> _Problem to work on_: Could you swap "keypoint" for "anchor point" everywhere in the material below and write all of it out again with nothing else altered?

> _Available records_:
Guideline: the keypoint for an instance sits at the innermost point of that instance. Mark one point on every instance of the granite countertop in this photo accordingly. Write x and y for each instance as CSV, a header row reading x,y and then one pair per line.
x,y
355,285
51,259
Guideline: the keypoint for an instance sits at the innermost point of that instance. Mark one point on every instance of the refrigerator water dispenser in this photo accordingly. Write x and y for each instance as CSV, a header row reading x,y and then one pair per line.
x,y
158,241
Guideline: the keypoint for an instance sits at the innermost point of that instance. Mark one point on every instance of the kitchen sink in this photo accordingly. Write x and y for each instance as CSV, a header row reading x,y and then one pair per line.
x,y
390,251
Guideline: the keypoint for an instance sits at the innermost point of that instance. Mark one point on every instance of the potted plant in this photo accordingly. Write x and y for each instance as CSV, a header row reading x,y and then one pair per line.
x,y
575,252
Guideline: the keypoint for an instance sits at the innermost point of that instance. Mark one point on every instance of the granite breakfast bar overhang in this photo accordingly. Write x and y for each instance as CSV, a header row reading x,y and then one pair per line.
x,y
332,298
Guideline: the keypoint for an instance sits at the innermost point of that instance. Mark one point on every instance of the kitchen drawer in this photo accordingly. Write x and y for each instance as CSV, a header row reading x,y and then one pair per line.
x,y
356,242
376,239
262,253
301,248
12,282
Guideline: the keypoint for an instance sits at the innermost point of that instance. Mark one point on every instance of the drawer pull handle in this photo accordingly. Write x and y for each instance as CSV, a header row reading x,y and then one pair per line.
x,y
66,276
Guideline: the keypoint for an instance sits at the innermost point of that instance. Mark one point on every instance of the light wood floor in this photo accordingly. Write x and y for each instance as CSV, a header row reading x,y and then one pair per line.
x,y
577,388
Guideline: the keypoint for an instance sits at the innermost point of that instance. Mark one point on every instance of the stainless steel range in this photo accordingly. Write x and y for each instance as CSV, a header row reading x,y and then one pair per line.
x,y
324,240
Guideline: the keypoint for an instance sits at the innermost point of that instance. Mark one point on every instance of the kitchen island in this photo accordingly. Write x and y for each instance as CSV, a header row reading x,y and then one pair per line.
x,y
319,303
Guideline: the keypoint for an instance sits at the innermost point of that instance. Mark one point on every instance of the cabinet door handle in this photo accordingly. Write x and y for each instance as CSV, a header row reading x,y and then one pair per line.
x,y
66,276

> _Worked solution_:
Guideline: the anchor point for an instance sits at the innermost point of that instance. Mark one point on every instance of the granite countertop in this photo accordingly. Write x and y for each instance as CSV, a header row reading x,y and then one pair per line.
x,y
355,285
51,259
Guideline: the anchor point for an instance sits at the innermost point of that instance. Mark one point on every instance of the refrigerator water dispenser in this photo accordingly. Write x and y for each instance as CSV, a header row reading x,y and then one pair per line.
x,y
158,241
Guideline: the anchor point for an instance sits at the innermost point of that instance. Mark one point on every instance of the kitchen sink in this photo accordingly. Write x and y for each instance as CSV, a header row reading x,y and then one pair per line.
x,y
390,251
Guideline: the anchor point for an instance sits at the innermost point of that instance. Mark one point on every instance of the potted plant in this photo accordingly. Write x and y for each instance as CSV, a header row reading x,y and then one pair per line.
x,y
575,252
Guideline: the anchor point for an instance sits at the innermost point of that instance. Mark one point on every instance of the granite breakfast bar overhang in this photo accordingly. Write x and y for each instance as CSV, a header row reading x,y and then one pair per line.
x,y
332,298
Guideline: the anchor point for an instance sits at the innermost point of that instance. Mark one point on every instance of the kitchen drawer in this photo accordingly. Write x and y for each instance as CSV, a header row reading x,y and then one pair per line.
x,y
356,242
376,239
262,253
301,248
12,282
Guideline: the anchor point for an instance sits at the innermost point of that instance. Mark one point on every instance of the drawer pull handle in this photo accordingly. Write x and y for each instance as CSV, a header row reading x,y and then one pair per line.
x,y
66,276
Guideline: the anchor point for an instance sits at the innermost point of that instance. Mark one point on every instance of the light wood floor in this photo accordingly. Write x and y for each instance as CSV, a header row reading x,y and then one pair per line.
x,y
577,388
Guideline: the anchor point for an instance sits at the innermost point of that instance. Mark one point on every instance of the stainless steel range in this photo accordingly. Write x and y for each instance as CSV, a header row reading x,y and then one pair per line.
x,y
324,240
Guideline: the anchor point for an instance sits at the innermost point of that instance. Mark one point on every instance of the kitchen island in this photo accordingly. Write x and y for each instance as CSV, a header row reading x,y and then one pair per line.
x,y
319,303
Guideline: the anchor point for an instance sits at the innermost point of that instance. Mark one point on every instance of the cabinet door handle in this photo accordingly. Write x and y for each instance as CSV, a header row reading x,y and then one pair per line.
x,y
66,276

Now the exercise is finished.